● **Выбранный отрывок**
········
В Лейпциге я опять-таки каждый вечер отправлялась в театр, чтобы посмотреть из ложи на Луа Фуллер, и исполнялась все большим восторгом перед ее дивным искусством.
Помню, как в Лейпциге однажды меня разбудили в два часа ночи доносившиеся голоса, и, хотя они были невнятными, я узнала один из них. Он принадлежал рыжеволосой девушке, которую мы называли Нянюшкой, ибо она всегда была готова нежить и нянчить всякого, кто страдал от головной боли. Из обрывков возбужденного шепота я смогла понять, что Нянюшка намерена вернуться в Берлин посоветоваться кое с кем, как раздобыть денег на переезд нас всех в Мюнхен. А затем, в середине ночи, эта рыжеволосая девушка подошла ко мне и, страстно меня поцеловав, сказала пылким тоном:
— Я уезжаю в Берлин.
Все это путешествие должно было продолжаться лишь два часа, и я не могла понять, почему она была так возбуждена и потрясена тем, что покидает нас. Вскоре она вернулась с деньгами на проезд в Мюнхен.
Из Мюнхена мы хотели поехать в Вену. Но опять у нас не хватало денег, и, так как на этот раз казалось совершенно невозможным их раздобыть, я добровольно вызвалась обратиться к американскому консулу за помощью. Я заявила, что он должен снабдить нас билетами в Вену, и только благодаря тому, что мне удалось его убедить, мы наконец приехали туда. В отеле «Бристоль» нас устроили в роскошнейшем помещении, несмотря на то, что мы прибыли без всякого багажа. К этому времени, вопреки моему преклонению перед искусством Луа Фуллер, я стала спрашивать себя, зачем я оставила свою мать одну в Париже и что я, собственно, делаю в этой труппе прекрасных и рехнувшихся дам. До сих пор я оставалась лишь беспомощной и сочувственной зрительницей всех этих драматических событий в пути.
········
● **Перечень материала**
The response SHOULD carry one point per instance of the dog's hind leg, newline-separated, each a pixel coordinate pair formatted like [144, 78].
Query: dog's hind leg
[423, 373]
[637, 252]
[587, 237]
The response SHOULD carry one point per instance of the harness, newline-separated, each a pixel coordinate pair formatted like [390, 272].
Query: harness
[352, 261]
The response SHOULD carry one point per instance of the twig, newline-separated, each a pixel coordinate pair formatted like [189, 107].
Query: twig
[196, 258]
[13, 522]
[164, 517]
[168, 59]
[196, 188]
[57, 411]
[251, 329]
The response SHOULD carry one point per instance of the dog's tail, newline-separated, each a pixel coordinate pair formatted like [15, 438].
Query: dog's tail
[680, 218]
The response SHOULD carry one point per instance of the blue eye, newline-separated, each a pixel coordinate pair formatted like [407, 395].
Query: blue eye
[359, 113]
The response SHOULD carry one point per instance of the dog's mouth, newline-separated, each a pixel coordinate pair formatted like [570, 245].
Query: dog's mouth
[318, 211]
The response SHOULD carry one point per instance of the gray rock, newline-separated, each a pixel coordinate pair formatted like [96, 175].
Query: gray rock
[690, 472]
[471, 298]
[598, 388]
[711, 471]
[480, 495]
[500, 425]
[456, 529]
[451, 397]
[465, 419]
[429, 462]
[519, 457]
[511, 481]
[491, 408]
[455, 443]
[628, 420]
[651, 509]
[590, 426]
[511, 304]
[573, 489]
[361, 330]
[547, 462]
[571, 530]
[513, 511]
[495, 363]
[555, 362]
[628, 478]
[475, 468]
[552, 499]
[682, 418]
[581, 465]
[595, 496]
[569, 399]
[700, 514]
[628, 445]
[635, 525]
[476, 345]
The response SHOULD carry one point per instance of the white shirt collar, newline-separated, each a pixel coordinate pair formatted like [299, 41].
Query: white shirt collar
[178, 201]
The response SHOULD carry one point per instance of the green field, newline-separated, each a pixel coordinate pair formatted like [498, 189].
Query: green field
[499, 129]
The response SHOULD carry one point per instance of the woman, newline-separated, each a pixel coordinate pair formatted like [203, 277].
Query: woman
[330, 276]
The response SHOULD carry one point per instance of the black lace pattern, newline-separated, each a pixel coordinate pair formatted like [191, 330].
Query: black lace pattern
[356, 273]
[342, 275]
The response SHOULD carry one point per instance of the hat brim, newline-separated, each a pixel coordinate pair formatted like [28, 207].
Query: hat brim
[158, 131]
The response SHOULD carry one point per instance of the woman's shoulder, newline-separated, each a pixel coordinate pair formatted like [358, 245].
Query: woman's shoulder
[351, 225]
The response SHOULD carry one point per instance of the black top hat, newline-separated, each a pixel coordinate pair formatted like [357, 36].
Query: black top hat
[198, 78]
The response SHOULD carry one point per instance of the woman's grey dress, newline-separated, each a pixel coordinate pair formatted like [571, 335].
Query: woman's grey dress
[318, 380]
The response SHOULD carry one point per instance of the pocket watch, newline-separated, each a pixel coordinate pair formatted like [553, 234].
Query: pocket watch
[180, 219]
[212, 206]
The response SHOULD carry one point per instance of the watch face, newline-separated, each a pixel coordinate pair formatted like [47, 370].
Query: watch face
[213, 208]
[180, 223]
········
● **Задание A**
По выбранному отрывку поясните, почему рыжеволосую девушку называли Нянюшкой.
● **Задание B**
В каком отеле Вены, согласно выбранному отрывку, разместили прибывших?

● **Письменный ответ A**
Ее называли Нянюшкой, потому что она всегда была готова нежить и нянчить всякого, кто страдал от головной боли.

● **Письменный ответ B**
В отеле «Бристоль».